→ **What is needed**: Search the data for the word "below". Reproduce every line where it is found.

Records excerpted from a collection

[Start of Attachment]

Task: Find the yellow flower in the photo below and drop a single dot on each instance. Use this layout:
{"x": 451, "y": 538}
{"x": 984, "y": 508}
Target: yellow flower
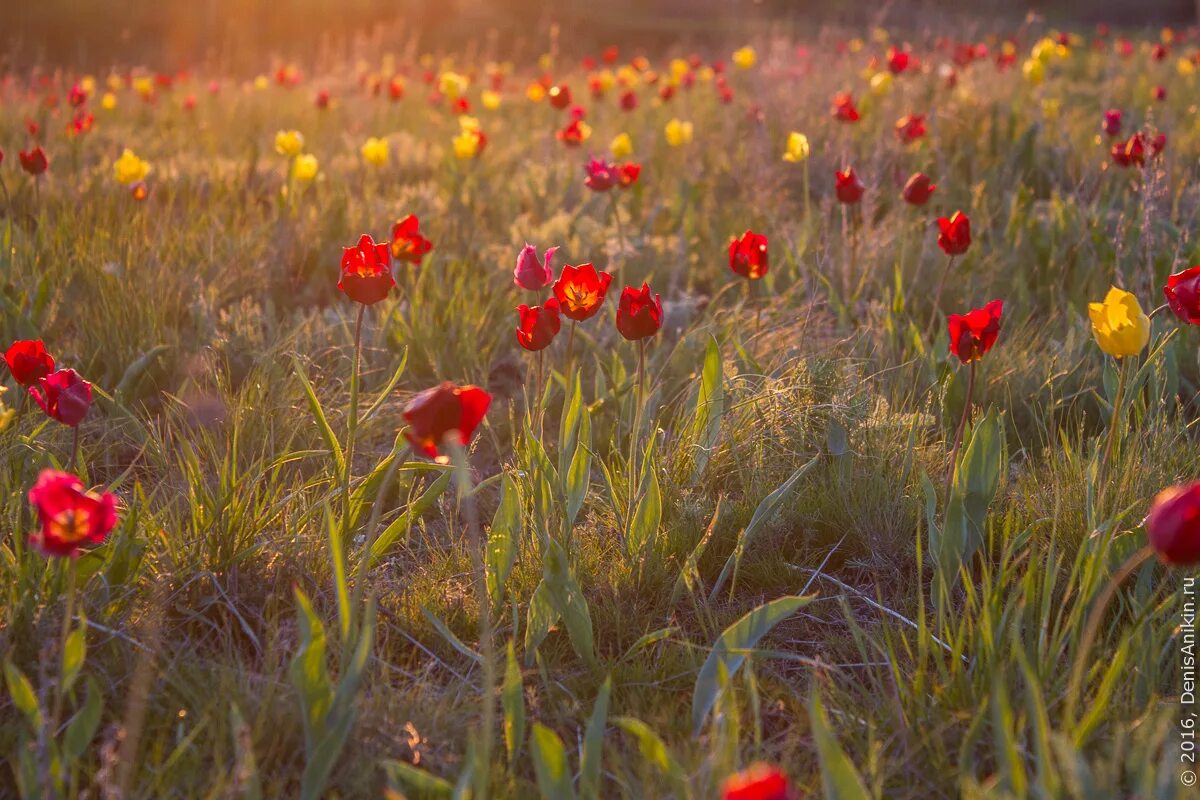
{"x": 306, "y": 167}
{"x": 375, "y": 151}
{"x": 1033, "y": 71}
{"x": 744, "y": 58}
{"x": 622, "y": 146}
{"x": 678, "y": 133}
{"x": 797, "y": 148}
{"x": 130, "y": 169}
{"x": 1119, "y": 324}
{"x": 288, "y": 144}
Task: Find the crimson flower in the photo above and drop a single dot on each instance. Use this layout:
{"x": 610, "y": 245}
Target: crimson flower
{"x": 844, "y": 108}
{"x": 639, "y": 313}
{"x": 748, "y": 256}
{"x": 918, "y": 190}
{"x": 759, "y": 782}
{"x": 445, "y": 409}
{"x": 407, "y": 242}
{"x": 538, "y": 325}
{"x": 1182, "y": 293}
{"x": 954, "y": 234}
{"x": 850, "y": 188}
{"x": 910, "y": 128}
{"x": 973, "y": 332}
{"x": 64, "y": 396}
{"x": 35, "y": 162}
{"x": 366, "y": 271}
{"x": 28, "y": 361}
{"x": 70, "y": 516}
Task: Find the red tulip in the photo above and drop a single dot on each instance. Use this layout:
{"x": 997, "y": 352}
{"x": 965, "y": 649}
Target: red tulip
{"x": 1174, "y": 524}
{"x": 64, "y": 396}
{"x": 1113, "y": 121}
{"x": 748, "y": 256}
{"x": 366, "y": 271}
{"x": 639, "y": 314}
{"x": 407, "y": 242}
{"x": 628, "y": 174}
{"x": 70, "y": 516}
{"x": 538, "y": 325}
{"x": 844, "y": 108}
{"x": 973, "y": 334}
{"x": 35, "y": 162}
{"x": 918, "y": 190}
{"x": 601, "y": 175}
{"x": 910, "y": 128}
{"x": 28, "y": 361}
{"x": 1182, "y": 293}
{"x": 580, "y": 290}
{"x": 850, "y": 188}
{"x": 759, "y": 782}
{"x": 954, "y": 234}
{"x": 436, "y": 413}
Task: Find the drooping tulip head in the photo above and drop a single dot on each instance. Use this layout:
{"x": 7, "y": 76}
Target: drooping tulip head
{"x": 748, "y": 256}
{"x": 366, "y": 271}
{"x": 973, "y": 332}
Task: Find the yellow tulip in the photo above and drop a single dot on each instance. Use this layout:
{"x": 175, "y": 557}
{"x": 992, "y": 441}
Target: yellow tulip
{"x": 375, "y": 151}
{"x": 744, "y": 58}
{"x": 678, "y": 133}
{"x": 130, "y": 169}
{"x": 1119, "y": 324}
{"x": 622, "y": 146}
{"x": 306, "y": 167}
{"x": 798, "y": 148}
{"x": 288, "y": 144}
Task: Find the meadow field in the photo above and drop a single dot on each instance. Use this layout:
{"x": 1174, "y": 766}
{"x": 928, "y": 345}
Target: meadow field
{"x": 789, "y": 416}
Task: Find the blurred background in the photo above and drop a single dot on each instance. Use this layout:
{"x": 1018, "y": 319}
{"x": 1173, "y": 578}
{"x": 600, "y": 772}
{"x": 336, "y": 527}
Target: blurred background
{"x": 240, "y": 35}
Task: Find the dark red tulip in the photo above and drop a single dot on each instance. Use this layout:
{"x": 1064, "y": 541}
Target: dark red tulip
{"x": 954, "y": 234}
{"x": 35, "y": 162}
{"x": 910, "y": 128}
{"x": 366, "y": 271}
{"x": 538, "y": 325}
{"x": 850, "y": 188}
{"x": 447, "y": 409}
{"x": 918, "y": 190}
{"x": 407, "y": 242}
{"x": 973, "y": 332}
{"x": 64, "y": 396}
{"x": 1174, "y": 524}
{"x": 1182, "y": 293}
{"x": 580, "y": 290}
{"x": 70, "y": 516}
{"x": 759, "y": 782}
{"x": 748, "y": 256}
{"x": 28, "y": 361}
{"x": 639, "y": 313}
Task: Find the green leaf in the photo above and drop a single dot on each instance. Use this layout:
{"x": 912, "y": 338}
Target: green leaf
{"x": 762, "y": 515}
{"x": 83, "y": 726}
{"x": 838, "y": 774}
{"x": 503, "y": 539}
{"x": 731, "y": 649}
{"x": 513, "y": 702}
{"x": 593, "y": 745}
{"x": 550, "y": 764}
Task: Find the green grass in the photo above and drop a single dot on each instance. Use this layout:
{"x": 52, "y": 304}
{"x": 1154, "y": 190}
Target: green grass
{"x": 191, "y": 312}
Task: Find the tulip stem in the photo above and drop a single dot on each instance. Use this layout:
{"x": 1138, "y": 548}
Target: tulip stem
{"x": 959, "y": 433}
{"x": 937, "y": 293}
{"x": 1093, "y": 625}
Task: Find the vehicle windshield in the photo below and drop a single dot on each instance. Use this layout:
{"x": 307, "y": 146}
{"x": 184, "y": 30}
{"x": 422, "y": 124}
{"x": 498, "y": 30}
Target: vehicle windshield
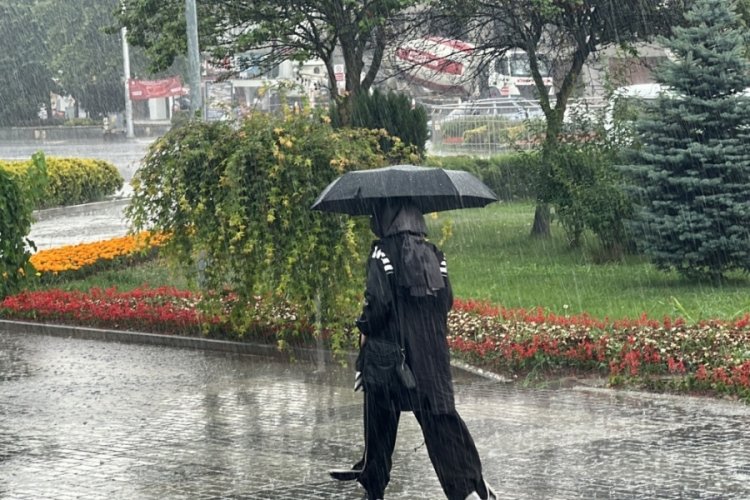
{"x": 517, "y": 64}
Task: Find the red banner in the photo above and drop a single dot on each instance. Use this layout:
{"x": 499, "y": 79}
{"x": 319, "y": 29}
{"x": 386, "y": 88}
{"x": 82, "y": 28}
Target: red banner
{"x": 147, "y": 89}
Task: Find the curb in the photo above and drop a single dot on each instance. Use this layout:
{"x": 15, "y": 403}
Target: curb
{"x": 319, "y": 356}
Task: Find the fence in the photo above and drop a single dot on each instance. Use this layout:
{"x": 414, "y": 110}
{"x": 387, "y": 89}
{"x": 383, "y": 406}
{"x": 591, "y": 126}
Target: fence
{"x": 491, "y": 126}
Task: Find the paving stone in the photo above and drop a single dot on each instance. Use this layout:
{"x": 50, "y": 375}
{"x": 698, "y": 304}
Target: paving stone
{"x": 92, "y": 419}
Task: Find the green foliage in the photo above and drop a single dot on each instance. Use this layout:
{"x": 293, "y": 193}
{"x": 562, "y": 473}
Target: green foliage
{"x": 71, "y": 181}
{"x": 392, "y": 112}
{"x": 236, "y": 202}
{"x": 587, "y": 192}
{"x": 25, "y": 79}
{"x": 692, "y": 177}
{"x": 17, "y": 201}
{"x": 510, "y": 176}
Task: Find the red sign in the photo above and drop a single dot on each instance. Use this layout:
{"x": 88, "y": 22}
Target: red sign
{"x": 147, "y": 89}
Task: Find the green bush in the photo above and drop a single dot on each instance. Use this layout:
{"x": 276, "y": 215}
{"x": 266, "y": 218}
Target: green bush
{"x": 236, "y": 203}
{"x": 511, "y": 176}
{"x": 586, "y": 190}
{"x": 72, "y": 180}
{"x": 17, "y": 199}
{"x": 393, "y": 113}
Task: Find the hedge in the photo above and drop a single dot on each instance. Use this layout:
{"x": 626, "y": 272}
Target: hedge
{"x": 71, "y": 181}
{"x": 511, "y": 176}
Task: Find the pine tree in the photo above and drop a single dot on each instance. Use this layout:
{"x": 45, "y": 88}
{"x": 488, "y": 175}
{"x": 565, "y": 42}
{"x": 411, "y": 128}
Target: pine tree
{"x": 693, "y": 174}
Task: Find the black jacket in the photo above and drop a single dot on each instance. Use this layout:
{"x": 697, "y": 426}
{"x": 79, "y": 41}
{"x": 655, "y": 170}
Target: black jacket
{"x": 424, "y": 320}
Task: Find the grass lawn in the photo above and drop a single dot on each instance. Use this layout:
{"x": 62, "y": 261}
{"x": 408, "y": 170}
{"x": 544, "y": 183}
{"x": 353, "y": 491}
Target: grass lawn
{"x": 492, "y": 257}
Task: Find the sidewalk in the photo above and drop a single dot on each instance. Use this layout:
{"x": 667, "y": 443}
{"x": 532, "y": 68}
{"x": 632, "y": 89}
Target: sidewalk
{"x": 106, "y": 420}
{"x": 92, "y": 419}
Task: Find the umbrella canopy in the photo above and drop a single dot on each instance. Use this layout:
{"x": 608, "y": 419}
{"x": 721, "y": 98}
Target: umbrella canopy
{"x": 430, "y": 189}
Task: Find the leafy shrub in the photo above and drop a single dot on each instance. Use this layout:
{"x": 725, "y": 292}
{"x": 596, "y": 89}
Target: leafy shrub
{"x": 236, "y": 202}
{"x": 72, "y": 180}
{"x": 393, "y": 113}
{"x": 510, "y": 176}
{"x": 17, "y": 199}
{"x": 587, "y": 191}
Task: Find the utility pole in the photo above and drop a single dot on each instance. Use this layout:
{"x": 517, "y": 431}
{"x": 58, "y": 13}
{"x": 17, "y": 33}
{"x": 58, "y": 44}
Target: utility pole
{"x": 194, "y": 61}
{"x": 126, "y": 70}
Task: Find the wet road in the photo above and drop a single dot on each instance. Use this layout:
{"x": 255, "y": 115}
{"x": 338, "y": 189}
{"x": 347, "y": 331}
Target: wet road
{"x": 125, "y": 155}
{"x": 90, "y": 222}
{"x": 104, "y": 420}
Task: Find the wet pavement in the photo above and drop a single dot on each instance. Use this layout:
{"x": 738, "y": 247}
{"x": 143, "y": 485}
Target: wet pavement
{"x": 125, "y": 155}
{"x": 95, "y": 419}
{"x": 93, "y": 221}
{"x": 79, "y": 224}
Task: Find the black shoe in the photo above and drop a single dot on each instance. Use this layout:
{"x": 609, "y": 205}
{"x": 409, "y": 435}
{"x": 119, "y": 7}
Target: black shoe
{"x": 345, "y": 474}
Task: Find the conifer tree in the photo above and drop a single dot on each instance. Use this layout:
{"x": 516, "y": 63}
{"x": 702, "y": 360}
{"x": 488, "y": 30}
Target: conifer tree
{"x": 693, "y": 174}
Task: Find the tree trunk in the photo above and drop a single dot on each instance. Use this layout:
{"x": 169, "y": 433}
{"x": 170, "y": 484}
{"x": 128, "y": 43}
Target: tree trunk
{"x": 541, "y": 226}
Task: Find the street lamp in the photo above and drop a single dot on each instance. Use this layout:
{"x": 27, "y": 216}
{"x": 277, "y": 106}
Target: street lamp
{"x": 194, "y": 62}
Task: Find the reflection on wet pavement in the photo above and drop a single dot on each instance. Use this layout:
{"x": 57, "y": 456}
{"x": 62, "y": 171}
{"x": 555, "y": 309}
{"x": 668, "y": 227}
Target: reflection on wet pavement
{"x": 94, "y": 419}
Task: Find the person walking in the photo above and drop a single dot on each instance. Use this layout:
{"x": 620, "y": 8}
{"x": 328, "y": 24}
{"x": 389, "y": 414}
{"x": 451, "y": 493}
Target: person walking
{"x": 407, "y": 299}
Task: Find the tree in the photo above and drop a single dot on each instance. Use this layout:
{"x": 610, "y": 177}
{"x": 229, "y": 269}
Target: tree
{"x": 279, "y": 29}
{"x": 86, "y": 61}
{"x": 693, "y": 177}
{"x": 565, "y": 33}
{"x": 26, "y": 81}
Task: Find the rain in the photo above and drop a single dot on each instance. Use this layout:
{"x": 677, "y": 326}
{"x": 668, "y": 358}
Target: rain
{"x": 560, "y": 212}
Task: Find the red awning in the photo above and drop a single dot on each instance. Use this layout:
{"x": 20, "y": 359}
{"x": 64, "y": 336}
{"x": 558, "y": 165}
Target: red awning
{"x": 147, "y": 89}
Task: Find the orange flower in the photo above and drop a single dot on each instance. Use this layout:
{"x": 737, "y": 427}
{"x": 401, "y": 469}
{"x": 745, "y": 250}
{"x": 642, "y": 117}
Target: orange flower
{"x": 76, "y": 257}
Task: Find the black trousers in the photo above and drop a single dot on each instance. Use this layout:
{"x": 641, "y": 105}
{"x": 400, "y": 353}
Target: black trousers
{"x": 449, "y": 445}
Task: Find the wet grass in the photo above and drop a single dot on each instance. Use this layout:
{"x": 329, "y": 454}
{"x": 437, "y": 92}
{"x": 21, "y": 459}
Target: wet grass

[End of Attachment]

→ **Answer box**:
Task: Find the yellow flower in the photo below and drop a single dot on each instance. Use this layout:
Task: Find the vehicle windshield in the photo below and drop a single dot on each instance. Use this layout:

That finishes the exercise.